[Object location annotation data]
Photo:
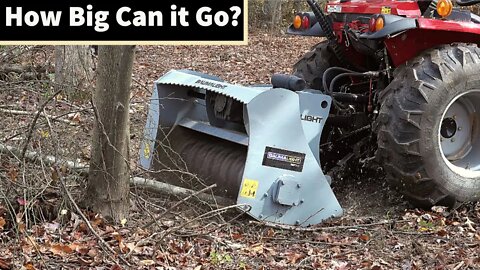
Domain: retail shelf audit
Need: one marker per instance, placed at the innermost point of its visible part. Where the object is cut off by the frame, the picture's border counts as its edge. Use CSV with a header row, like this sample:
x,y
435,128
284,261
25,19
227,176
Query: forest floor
x,y
40,227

--- Exercise description ---
Rewrite all of the lines above, requests included, and scale each point coordinate in the answers by 1.65, rounding to whole numbers with halves rounded up. Leave the requests and their format samples unchanged, and omit the pictures from your answer.

--- Written answer ---
Photo:
Domain: retail shelf audit
Need: one marker per instance, placed at the innermost point of its visible part. Where the object is cut off by the frame, the picture's border counts as its edge. Use CSV with a header row, like this sample:
x,y
435,128
284,261
25,19
227,176
Query: forest floor
x,y
66,375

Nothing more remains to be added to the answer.